## What needs to be done
Reproduce the passage of the council reserves text from "The latest figures" up to and including "March this year.".

## Source passage
----------

Around a third of the decline of usable reserves – £30 million – relates to the dedicated schools grant reserve, which may not be included in these figures in future.
Mr Edmonds added that the council had increased its general fund balance – a part of its usable reserves held as insurance against unexpected shocks – from £8.6 million to £9.7 million, to increase the authority’s financial resilience, with the aim of eventually getting up to £11 million.
The latest figures from the council, not included in the Cipfa analysis, show a further decline in the usable reserves, to £79.8 million, as of the end of March this year.
Labour councillor Paul Shotton was among the committee members to raise concerns over the fall in the level of reserves.
He said: “We see some very concerning terminology used here. We have the fourth lowest reserves out of our nearest neighbours and we sit high on Cipfa’s risk index.
“We are potentially going into uncharted financial territory with respect to Covid and possibly Brexit too. So there might be rocky times ahead. Should we be worried?”
Mr Edmonds said the council’s current reserves position was not as worrying as the Cipfa analysis suggested.
He said: “I suspect as we move forward that position around the depletion rate will have declined, as most of the spending has been in the earlier years. I expect that position to improve over the coming years because we’ve started to stabilise that position.
“We have acknowledged that in terms of the general reserve our position is weak, and that’s why we’ve made the commitment to increase that reserve in the coming years.”
Committee member David Williams said he hoped the council would not deplete its reserves as quickly in future.
He said: “It’s about lessons learnt, isn’t it? We’ve clearly used a fair amount of our reserves. We’re now in a pandemic where we really need to pull on potential reserves.”

----------

Extracted data entries:
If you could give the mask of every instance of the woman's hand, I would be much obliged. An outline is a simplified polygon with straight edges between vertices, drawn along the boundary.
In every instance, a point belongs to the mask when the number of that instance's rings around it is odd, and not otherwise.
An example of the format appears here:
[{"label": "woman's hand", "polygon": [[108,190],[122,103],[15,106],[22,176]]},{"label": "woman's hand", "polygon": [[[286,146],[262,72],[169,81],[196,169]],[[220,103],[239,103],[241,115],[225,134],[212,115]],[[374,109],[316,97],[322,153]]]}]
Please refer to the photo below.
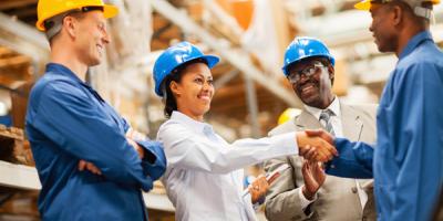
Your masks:
[{"label": "woman's hand", "polygon": [[248,189],[254,204],[266,197],[266,192],[268,192],[269,189],[269,183],[268,181],[266,181],[266,177],[260,175],[257,179],[254,180],[253,183],[250,183]]}]

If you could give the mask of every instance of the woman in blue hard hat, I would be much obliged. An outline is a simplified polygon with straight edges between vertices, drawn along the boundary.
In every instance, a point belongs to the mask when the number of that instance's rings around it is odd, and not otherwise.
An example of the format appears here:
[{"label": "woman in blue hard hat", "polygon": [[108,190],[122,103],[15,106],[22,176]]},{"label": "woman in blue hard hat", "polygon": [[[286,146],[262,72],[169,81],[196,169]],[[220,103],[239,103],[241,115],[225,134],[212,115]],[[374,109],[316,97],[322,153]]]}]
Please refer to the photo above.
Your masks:
[{"label": "woman in blue hard hat", "polygon": [[[210,69],[218,61],[182,42],[167,49],[154,65],[155,93],[163,97],[169,118],[157,135],[168,161],[162,181],[176,220],[256,220],[250,198],[243,197],[244,167],[298,154],[298,146],[300,152],[317,154],[319,160],[330,159],[333,152],[324,140],[305,133],[225,141],[204,123],[214,95]],[[307,141],[319,147],[318,151],[307,151]],[[262,181],[253,183],[250,190],[264,194],[260,186],[267,189],[267,183]]]}]

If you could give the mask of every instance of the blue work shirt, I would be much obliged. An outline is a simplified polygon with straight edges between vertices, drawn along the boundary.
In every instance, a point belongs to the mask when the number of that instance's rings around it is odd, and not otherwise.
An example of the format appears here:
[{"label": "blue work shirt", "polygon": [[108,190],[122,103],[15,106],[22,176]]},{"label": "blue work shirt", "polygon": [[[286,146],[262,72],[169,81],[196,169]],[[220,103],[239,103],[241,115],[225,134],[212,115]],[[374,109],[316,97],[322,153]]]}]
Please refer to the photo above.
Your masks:
[{"label": "blue work shirt", "polygon": [[413,36],[400,54],[381,97],[377,129],[375,148],[337,138],[340,156],[327,172],[373,175],[381,221],[430,220],[443,178],[443,53],[430,32]]},{"label": "blue work shirt", "polygon": [[[42,189],[42,220],[147,220],[141,189],[148,191],[166,168],[163,147],[127,143],[130,126],[68,67],[50,63],[30,94],[27,135]],[[102,176],[79,171],[79,160]]]}]

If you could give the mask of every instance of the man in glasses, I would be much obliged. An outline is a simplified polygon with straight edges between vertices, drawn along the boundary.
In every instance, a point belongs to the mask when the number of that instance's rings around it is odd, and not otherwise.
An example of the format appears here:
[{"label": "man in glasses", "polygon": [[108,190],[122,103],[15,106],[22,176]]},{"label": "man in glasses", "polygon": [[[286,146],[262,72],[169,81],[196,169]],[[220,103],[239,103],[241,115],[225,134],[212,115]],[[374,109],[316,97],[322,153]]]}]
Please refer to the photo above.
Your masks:
[{"label": "man in glasses", "polygon": [[[350,106],[337,98],[332,93],[334,59],[321,41],[296,38],[287,48],[282,70],[305,109],[270,135],[322,128],[337,137],[374,141],[375,106]],[[285,164],[290,169],[270,186],[266,198],[269,220],[375,220],[370,180],[326,179],[319,165],[299,156],[269,160],[265,169],[272,172]]]},{"label": "man in glasses", "polygon": [[110,42],[105,19],[116,13],[102,0],[39,0],[37,28],[51,63],[30,94],[27,135],[42,220],[147,220],[141,190],[163,175],[163,148],[134,133],[85,82]]}]

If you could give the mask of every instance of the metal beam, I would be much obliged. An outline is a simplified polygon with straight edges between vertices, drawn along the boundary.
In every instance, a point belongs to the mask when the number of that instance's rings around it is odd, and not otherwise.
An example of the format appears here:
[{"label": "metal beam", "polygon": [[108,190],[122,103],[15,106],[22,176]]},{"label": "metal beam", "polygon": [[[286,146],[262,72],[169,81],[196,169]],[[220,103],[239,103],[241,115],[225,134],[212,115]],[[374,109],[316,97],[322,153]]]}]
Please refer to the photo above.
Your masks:
[{"label": "metal beam", "polygon": [[260,123],[258,122],[258,104],[257,104],[257,93],[254,85],[254,81],[245,75],[246,83],[246,101],[249,110],[249,120],[251,126],[251,135],[254,138],[259,138],[260,135]]},{"label": "metal beam", "polygon": [[295,107],[301,106],[301,104],[293,97],[293,94],[280,85],[276,77],[267,76],[258,70],[249,60],[248,53],[241,50],[231,49],[227,41],[212,35],[208,31],[190,19],[185,11],[176,9],[166,0],[152,0],[150,2],[154,10],[181,27],[184,32],[195,34],[202,42],[217,51],[223,59],[237,67],[243,74],[262,85],[277,97],[285,101],[288,105]]}]

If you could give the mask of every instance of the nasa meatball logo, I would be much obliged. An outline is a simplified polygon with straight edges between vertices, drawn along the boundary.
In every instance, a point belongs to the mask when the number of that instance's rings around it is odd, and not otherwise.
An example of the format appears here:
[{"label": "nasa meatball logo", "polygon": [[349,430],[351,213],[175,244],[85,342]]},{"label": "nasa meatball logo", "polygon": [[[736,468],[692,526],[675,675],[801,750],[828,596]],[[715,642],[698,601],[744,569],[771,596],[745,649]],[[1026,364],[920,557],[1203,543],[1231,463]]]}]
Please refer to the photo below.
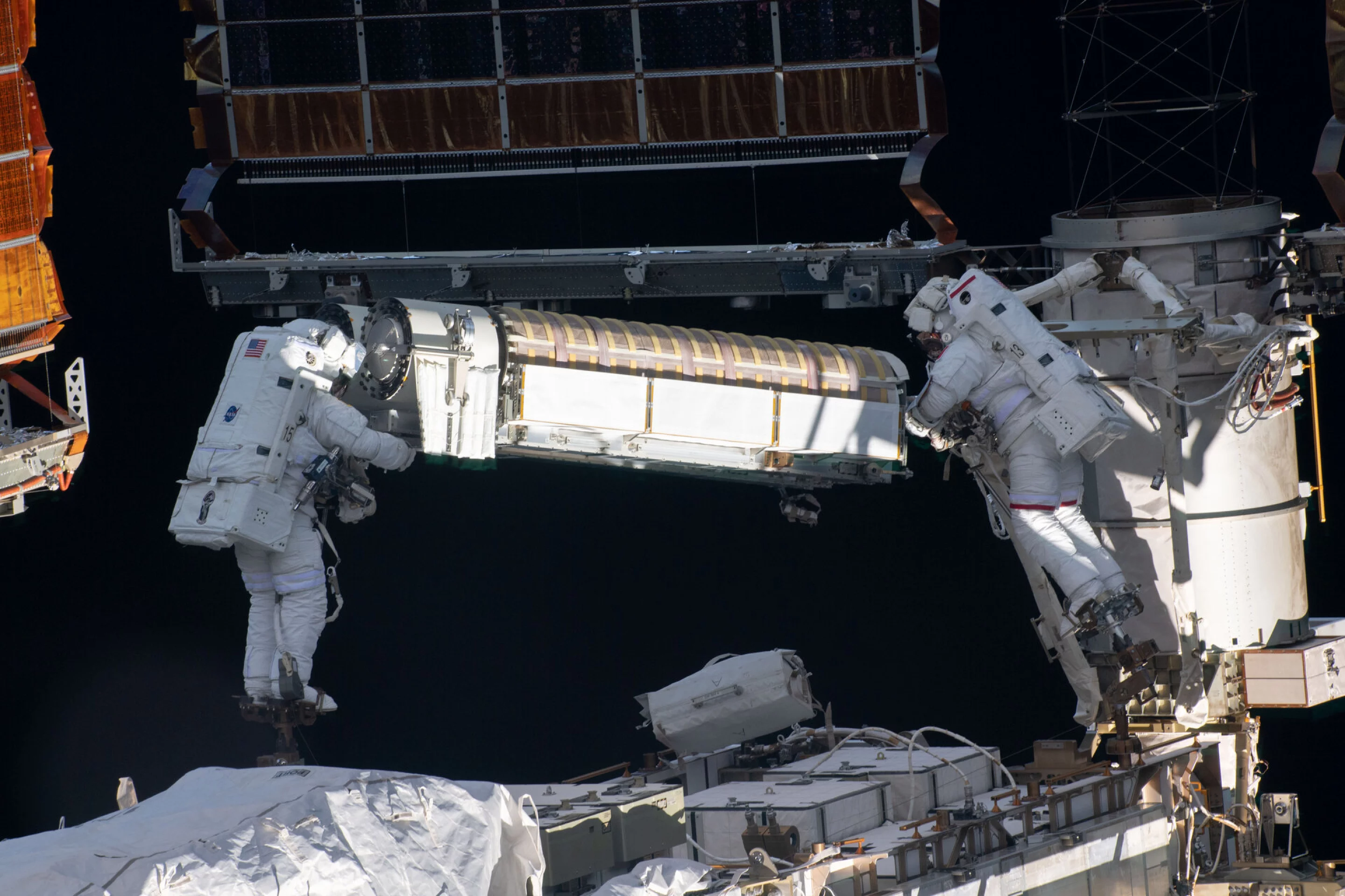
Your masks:
[{"label": "nasa meatball logo", "polygon": [[206,492],[206,497],[200,501],[200,513],[196,514],[196,525],[204,525],[206,517],[210,516],[210,505],[215,502],[215,490],[211,489]]}]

----------

## Response to this exercise
The latest figures from the council, not included in the Cipfa analysis, show a further decline in the usable reserves, to £79.8 million, as of the end of March this year.